### TASK PROMPT
Below are several entries. Transcribe exactly those lines that fall from the one with "TARGET = crawler track" through the one with "TARGET = railroad track", end lines included.
(GIVEN RECORDS begins)
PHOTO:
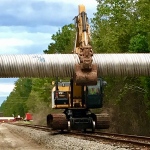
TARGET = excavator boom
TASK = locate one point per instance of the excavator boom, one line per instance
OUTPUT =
(85, 72)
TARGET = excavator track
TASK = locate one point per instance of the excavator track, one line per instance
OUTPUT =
(102, 121)
(57, 121)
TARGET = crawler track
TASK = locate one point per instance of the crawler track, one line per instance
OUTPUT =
(131, 140)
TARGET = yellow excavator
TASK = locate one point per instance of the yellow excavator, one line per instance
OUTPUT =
(83, 92)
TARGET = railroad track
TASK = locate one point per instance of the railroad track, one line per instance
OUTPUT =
(132, 140)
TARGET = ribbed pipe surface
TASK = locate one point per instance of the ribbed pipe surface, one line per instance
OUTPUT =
(62, 65)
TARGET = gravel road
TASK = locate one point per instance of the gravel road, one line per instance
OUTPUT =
(21, 138)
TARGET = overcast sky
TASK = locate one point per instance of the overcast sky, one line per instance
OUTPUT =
(26, 27)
(GIVEN RECORDS ends)
### ANSWER FOR THIS EXERCISE
TARGET = crawler track
TASK = locate one point per instance of the crawler track, one line per instance
OUTPUT =
(131, 140)
TARGET = yellow excavator
TASK = locate one point per instance of the yellow excavator, one line per instance
OUTPUT =
(83, 92)
TARGET = railroad track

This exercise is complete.